MATERIAL SUPPLIED:
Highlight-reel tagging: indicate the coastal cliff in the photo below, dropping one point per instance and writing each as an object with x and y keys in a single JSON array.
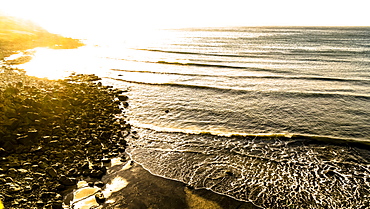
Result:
[{"x": 18, "y": 34}]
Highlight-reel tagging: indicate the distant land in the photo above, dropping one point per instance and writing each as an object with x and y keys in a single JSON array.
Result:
[{"x": 17, "y": 34}]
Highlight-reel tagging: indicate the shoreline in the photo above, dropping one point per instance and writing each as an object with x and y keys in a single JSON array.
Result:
[
  {"x": 53, "y": 133},
  {"x": 59, "y": 133}
]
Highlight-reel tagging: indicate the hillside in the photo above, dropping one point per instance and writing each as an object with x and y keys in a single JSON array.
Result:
[{"x": 17, "y": 34}]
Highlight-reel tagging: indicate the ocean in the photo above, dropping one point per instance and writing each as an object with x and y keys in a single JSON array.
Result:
[{"x": 278, "y": 116}]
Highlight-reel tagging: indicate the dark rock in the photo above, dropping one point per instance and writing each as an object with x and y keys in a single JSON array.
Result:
[
  {"x": 99, "y": 197},
  {"x": 57, "y": 205},
  {"x": 97, "y": 173},
  {"x": 52, "y": 172},
  {"x": 14, "y": 188},
  {"x": 99, "y": 184},
  {"x": 122, "y": 97},
  {"x": 60, "y": 187},
  {"x": 67, "y": 181}
]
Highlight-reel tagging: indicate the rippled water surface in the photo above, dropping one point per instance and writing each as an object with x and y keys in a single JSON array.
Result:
[{"x": 277, "y": 116}]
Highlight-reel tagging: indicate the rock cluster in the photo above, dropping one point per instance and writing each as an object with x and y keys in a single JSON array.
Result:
[{"x": 54, "y": 133}]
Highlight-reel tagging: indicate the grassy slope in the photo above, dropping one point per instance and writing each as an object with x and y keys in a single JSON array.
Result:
[{"x": 17, "y": 34}]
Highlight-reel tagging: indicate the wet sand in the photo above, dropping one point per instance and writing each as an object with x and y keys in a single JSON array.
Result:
[{"x": 130, "y": 186}]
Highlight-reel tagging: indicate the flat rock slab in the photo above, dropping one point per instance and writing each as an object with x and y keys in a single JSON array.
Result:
[{"x": 131, "y": 186}]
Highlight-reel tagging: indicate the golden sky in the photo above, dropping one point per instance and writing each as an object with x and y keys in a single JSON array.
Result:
[{"x": 87, "y": 17}]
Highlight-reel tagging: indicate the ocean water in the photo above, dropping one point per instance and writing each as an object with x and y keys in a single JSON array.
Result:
[{"x": 274, "y": 115}]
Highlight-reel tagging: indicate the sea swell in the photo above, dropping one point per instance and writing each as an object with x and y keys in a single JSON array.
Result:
[{"x": 238, "y": 90}]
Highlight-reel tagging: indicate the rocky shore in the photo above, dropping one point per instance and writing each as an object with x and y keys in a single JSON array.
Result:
[{"x": 55, "y": 133}]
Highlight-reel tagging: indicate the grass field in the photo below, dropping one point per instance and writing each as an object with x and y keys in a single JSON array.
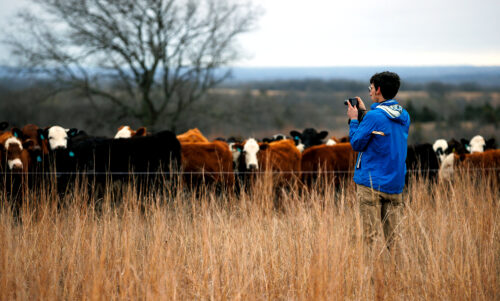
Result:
[{"x": 181, "y": 245}]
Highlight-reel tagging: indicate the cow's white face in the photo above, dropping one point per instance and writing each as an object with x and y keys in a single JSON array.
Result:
[
  {"x": 439, "y": 147},
  {"x": 124, "y": 132},
  {"x": 58, "y": 137},
  {"x": 477, "y": 144},
  {"x": 235, "y": 152},
  {"x": 446, "y": 169},
  {"x": 13, "y": 148},
  {"x": 251, "y": 148},
  {"x": 331, "y": 142}
]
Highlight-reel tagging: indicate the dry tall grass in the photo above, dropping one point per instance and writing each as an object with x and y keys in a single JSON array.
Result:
[{"x": 183, "y": 245}]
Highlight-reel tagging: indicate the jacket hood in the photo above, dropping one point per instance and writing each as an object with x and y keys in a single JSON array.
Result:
[{"x": 393, "y": 111}]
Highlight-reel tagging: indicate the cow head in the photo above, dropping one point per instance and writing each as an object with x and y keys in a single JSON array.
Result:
[
  {"x": 477, "y": 144},
  {"x": 12, "y": 149},
  {"x": 458, "y": 147},
  {"x": 309, "y": 137},
  {"x": 3, "y": 125},
  {"x": 125, "y": 131},
  {"x": 446, "y": 168},
  {"x": 439, "y": 147},
  {"x": 490, "y": 144},
  {"x": 248, "y": 156},
  {"x": 58, "y": 136}
]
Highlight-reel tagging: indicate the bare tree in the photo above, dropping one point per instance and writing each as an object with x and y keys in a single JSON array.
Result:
[{"x": 151, "y": 58}]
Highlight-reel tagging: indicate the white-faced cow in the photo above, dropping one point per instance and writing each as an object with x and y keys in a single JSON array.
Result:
[
  {"x": 125, "y": 131},
  {"x": 281, "y": 157},
  {"x": 485, "y": 163},
  {"x": 440, "y": 146},
  {"x": 309, "y": 137}
]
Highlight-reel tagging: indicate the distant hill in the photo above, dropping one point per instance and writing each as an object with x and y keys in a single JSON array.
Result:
[{"x": 485, "y": 76}]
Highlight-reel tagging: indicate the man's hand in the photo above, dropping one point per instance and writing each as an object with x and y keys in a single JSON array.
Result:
[{"x": 352, "y": 112}]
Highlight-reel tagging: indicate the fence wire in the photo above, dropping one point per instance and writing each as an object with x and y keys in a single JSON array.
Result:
[{"x": 182, "y": 173}]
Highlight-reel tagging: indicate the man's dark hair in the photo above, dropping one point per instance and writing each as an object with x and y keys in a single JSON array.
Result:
[{"x": 388, "y": 82}]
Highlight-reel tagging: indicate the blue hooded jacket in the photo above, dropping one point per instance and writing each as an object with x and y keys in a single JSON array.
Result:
[{"x": 381, "y": 140}]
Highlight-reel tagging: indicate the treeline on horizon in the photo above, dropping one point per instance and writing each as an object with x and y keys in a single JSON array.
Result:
[
  {"x": 255, "y": 109},
  {"x": 333, "y": 85}
]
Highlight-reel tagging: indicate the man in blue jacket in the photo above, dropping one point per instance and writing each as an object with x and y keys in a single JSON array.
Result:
[{"x": 381, "y": 140}]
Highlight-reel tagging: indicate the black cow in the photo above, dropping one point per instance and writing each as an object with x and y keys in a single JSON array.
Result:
[
  {"x": 422, "y": 161},
  {"x": 146, "y": 159}
]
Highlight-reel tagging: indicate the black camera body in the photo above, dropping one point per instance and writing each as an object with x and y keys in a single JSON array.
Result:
[{"x": 353, "y": 101}]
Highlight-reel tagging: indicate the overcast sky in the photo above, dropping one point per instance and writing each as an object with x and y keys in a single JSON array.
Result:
[{"x": 365, "y": 33}]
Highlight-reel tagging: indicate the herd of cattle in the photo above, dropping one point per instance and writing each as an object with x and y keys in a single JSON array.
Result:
[{"x": 31, "y": 153}]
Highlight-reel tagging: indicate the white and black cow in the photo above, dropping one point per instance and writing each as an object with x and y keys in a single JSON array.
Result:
[
  {"x": 440, "y": 146},
  {"x": 422, "y": 161}
]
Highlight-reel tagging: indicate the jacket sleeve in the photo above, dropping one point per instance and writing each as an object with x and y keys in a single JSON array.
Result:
[{"x": 360, "y": 133}]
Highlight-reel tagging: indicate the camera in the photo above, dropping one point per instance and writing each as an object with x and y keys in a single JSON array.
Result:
[{"x": 353, "y": 101}]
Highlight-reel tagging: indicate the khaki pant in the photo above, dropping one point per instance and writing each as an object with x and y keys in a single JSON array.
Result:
[{"x": 378, "y": 211}]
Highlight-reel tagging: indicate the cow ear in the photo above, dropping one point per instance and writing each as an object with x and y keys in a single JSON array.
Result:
[
  {"x": 322, "y": 135},
  {"x": 17, "y": 133},
  {"x": 140, "y": 132},
  {"x": 72, "y": 132},
  {"x": 29, "y": 144},
  {"x": 42, "y": 134},
  {"x": 237, "y": 147},
  {"x": 295, "y": 135},
  {"x": 3, "y": 125},
  {"x": 491, "y": 144}
]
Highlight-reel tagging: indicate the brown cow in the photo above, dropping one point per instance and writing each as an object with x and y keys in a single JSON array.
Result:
[
  {"x": 334, "y": 160},
  {"x": 487, "y": 163},
  {"x": 193, "y": 135},
  {"x": 280, "y": 156},
  {"x": 209, "y": 161},
  {"x": 13, "y": 155},
  {"x": 125, "y": 131}
]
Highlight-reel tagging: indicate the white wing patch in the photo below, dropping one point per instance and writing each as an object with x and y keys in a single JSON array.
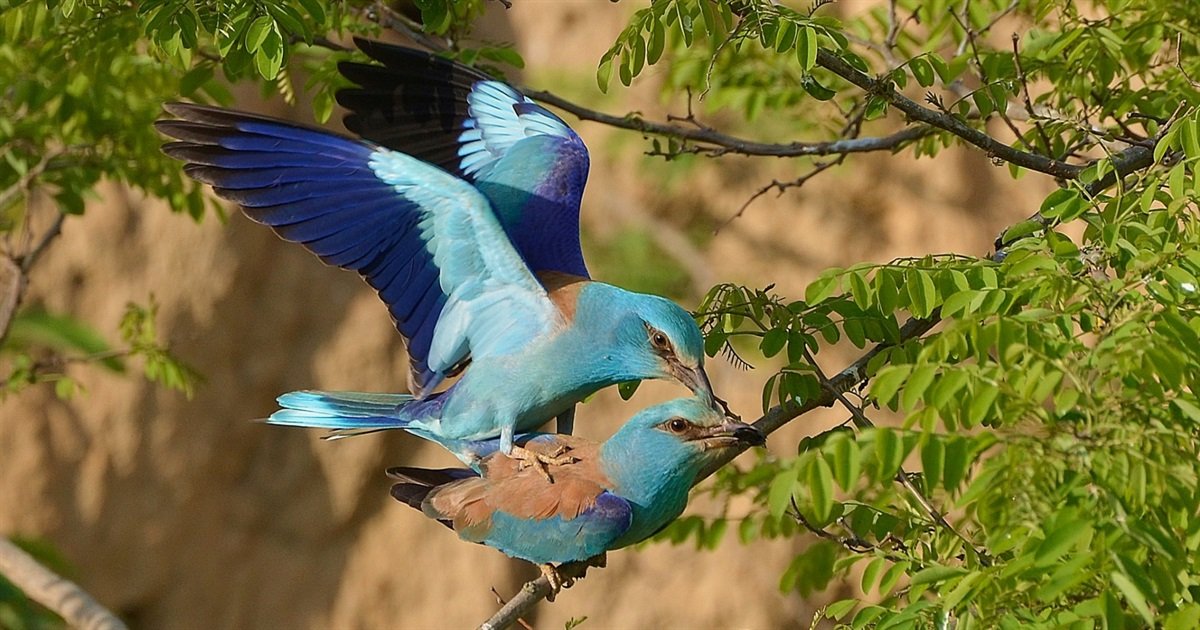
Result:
[{"x": 499, "y": 118}]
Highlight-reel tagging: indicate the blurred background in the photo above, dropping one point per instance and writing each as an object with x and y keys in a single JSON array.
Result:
[{"x": 183, "y": 514}]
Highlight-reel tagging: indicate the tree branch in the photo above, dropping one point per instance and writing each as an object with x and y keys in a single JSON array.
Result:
[
  {"x": 941, "y": 120},
  {"x": 529, "y": 595},
  {"x": 723, "y": 143},
  {"x": 65, "y": 598}
]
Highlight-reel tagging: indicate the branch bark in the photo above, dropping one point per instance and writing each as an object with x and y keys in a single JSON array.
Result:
[
  {"x": 724, "y": 143},
  {"x": 934, "y": 118},
  {"x": 63, "y": 597},
  {"x": 777, "y": 417}
]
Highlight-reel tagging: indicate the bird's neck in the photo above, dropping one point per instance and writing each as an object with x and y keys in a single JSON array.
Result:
[{"x": 657, "y": 490}]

WHAT YOU WILL DO:
Using only the data above, copy out the lines that include the word "branch".

ANSWER FOR THE TASK:
Highlight-reel tagging: indicate the tree branch in the photo above, dropping one point per instance and writing each as an object with x and y keys in a single JSON array.
Highlight-reel tagging: indicate the branch bark in the photo above, dropping one point per instance and writing each as an object with x and y keys in a single JSON array.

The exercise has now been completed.